Direction 1: In the article about the trolling campaign against Tanya Gersh, which town do Gersh and Sherry Spencer both live and work in?
Direction 2: Pick up the article on the neo-Nazi trolling campaign against Tanya Gersh after its last sentence and keep writing it.

Provided text:
When internet users find themselves the victims of trolling campaigns—for tweeting something objectionable, for writing a blog post disagreeable to certain elements—convention is to unplug. It is easier to simply disengage from social media for a few days than to surf the deluge of negative comments, ranging in severity from low-key indignant to downright threatening.
It is overwhelming, emotionally draining; and when the bridge from under which these odious little creatures spring forth is of the fascistic variety, it can be pretty terrifying.
When Montana real-estate agent Tanya Gersh found herself on the receiving end of a coordinated neo-Nazi trolling campaign, she was especially frightened. Gersh is Jewish, as is her 12-year-old son, and both were peppered with hundreds of threatening, anti-Semitic messages on social media, email, and via phone after users of the Daily Stormer, a white-nationalist website, encouraged readers to initiate a “troll storm” against her.
The Daily Stormer has 31 chapters established throughout the United States and Canada, and has been designated a neo-Nazi hate group by the Southern Poverty Law Center (SCPL). It apparently takes its name from a Nazi-era propaganda paper called Der Stürmer. Its users have included Dylan Roof, who murdered nine black Americans in a Charleston, South Carolina church in 2015, and Thomas Mair, the neo-Nazi who assassinated British MP Jo Cox in 2016. It, along with other “alt-right” media platforms, have enjoyed a resurgence of sorts under the right-wing populist presidency of Donald Trump.
But why Gersh? She lives and works in the same town, Whitefish, Montana, as Sherry Spencer, mother of the notorious American white-nationalist provocateur, Richard Spencer. Sherry Spencer owns a building in town that has been picketed by critics of Spencer’s racist philosophy, and reportedly discussed the possibility of selling with Gersh’s help. According to Reuters, she apparently changed her mind, posting an article to Medium accusing Gersh of trying to extort her.
According to the complaint, Gersh individually contacted commercial tenants in Spencer’s building to warn them about a protest that might take place outside it, concerning Spencer’s son. One of those tenants introduced Gersh to Spencer, at which point Spencer complained about the burden of owning the building and Gersh suggested she sell. At some point, wires got crossed, and Spencer walked away from the exchange believing Gersh was trying to lower the value of the property by talking up the presence of protesters.
She expressed her concerns via the aforementioned Medium post, and alhough it insists the conflict “has nothing to do with politics,” neo-Nazi fans of her son quickly convinced themselves of a vast Jewish conspiracy in Whitefish.
“Tell them you are sickened by their Jew agenda,” the site’s owner, Andrew Anglin, wrote in a post headlined “Jews Targeting Richard Spencer’s Mother for Harassment and Extortion – TAKE ACTION!” The piece included Gersh’s contact information, as well as photographs of her and her family. “This is the Jews for you,” he wrote. “They are a vicious race of hate-filled psychopaths.”

(Pointing records)
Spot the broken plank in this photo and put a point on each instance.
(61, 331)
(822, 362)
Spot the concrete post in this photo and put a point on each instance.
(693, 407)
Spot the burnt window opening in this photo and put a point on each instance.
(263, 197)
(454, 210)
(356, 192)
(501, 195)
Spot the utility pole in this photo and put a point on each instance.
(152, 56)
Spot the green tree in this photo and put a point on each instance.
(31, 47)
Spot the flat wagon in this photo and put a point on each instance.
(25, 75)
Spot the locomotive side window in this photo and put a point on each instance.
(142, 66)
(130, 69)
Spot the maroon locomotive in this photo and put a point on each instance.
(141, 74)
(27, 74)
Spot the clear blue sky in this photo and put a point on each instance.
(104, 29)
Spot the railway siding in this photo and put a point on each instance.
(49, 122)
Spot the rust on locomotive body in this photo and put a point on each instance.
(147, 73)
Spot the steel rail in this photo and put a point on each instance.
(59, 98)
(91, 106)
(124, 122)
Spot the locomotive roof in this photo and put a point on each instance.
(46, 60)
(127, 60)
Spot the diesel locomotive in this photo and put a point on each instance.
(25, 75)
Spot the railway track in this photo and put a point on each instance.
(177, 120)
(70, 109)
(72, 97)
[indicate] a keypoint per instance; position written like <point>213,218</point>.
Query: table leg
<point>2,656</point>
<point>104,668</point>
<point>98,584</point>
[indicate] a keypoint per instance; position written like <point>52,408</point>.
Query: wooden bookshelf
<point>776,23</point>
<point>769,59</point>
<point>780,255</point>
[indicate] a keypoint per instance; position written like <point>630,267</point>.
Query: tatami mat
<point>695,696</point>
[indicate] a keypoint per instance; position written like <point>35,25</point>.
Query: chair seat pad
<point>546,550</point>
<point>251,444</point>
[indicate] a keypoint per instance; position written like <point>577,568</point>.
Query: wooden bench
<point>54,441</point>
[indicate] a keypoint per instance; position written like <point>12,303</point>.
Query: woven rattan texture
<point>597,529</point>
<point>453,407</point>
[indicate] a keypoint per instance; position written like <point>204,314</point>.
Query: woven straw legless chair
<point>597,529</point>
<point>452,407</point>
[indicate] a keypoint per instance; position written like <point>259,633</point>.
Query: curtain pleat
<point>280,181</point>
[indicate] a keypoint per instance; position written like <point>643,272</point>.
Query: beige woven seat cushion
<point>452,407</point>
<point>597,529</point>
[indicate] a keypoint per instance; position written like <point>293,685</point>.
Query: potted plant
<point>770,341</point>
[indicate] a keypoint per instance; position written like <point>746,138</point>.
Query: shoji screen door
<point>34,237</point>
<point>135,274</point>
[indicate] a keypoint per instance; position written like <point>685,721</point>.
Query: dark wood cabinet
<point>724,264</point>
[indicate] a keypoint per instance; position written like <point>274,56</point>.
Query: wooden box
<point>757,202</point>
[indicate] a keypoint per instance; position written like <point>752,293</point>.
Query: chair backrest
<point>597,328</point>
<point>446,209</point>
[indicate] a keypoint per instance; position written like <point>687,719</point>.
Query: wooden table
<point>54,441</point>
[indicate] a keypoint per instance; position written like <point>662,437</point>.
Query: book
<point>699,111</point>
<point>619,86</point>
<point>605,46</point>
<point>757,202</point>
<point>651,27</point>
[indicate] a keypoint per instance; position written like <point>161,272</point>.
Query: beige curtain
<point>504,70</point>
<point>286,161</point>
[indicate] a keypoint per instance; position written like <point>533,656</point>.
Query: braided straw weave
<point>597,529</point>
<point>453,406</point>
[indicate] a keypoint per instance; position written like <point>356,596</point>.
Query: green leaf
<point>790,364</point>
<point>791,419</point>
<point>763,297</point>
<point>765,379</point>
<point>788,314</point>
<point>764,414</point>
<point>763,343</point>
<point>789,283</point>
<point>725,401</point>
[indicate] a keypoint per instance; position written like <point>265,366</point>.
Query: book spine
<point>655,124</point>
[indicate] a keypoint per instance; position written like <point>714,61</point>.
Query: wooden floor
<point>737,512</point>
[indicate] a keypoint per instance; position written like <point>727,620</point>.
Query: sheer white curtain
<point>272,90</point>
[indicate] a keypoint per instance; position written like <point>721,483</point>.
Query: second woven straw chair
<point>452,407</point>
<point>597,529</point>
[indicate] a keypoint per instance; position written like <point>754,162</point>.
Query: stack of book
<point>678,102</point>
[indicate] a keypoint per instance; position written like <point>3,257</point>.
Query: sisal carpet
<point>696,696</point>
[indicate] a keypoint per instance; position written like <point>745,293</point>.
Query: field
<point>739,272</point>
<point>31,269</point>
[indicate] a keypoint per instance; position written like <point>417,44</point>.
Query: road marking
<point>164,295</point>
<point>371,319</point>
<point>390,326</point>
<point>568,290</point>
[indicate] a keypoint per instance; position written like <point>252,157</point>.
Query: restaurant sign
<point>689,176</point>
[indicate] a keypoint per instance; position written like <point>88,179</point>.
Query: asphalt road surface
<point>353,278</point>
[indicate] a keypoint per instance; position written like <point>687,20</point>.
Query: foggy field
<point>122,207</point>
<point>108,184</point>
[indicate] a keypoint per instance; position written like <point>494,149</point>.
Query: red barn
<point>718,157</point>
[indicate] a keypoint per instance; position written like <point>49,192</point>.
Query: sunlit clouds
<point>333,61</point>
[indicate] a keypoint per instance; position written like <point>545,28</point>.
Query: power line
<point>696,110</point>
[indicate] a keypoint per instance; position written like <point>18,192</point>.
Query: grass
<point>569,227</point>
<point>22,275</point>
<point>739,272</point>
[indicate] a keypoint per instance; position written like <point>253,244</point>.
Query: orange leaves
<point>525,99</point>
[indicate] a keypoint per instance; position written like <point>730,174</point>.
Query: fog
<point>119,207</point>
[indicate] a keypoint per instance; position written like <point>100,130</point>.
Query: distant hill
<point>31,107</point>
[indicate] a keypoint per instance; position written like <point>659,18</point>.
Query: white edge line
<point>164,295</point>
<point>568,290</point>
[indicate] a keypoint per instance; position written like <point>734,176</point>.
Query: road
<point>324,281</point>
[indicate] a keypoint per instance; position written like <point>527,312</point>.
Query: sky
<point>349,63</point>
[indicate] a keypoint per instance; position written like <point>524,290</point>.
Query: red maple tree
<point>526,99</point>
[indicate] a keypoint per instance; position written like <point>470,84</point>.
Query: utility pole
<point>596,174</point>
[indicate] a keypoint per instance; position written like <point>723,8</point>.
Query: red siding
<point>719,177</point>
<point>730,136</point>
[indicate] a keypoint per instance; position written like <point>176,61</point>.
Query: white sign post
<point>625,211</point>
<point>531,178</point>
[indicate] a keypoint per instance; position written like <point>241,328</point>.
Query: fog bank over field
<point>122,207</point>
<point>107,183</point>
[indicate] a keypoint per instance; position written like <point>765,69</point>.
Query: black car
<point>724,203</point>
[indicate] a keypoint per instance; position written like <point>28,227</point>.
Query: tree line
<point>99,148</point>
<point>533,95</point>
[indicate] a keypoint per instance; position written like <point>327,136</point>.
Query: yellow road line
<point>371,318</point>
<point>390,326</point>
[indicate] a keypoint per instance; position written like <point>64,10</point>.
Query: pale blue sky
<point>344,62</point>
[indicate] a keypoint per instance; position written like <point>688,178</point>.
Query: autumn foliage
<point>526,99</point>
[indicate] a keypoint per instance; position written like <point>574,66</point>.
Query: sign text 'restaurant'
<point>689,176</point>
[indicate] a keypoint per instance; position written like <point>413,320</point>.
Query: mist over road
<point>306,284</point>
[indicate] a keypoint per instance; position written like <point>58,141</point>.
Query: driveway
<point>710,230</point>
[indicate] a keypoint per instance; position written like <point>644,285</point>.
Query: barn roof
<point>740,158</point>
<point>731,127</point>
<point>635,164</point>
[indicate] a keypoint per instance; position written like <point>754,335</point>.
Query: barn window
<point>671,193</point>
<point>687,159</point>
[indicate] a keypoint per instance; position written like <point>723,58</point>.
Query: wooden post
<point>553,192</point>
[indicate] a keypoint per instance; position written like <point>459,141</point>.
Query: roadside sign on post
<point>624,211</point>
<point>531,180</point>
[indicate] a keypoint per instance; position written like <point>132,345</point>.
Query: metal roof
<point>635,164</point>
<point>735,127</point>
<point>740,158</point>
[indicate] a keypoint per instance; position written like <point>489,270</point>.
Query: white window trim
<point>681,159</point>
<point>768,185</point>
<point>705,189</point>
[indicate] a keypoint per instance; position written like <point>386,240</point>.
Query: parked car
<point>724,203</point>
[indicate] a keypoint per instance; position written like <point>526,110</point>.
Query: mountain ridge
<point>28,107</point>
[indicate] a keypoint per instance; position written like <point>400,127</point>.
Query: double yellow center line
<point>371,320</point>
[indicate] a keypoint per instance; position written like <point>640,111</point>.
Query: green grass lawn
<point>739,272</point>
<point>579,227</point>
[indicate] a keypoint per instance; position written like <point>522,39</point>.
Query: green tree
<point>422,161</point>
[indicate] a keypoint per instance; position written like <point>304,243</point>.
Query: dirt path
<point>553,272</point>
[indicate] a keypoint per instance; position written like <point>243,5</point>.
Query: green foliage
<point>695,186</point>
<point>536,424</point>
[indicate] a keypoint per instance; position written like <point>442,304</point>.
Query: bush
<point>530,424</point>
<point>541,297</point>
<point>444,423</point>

Expected answer 1: Whitefish, Montana.

Expected answer 2:
The messages started to pour in. Gersh’s email and social media accounts were inundated. “Thanks for demonstrating why your race needs to be collectively ovened,” one troll wrote. “You have no idea what you are doing, six million are only the beginning,” wrote another. “We are going to keep track of you for the rest of your life,” a third warned. Others encouraged Gersh to commit suicide, others directly threatened her son.
The references to the Holocaust may be stale to more experienced adventurers in the darker corners of the Internet. But such comments would drive any ordinary person to chuck their computer out the window. Gersh, however, isn’t unplugging. She’s fighting back. On Tuesday, Apr. 18, she filed suit against Anglin, in a Montana federal court. The suit accuses Anglin of invading her privacy, intentionally inflicting emotional distress, and violating state anti-harassment law. (Anglin’s campaign has caused Gersh panic attacks, according to her attorneys; has developed insomnia, substantial anxiety, and even physical symptons of severe stress, including joint pain and hair loss. The harassment has also affected her business, forcing Gersh to take down her personal website.)
“Andrew Anglin knew he had an online army primed to attack with the click of a mouse,” said Richard Cohen, president of the SCPL, which filed the suit alongside Gersh. “We intend to hold him accountable for the suffering he has caused Ms. Gersh and to send a strong message to those who use their online platforms as weapons of intimidation.”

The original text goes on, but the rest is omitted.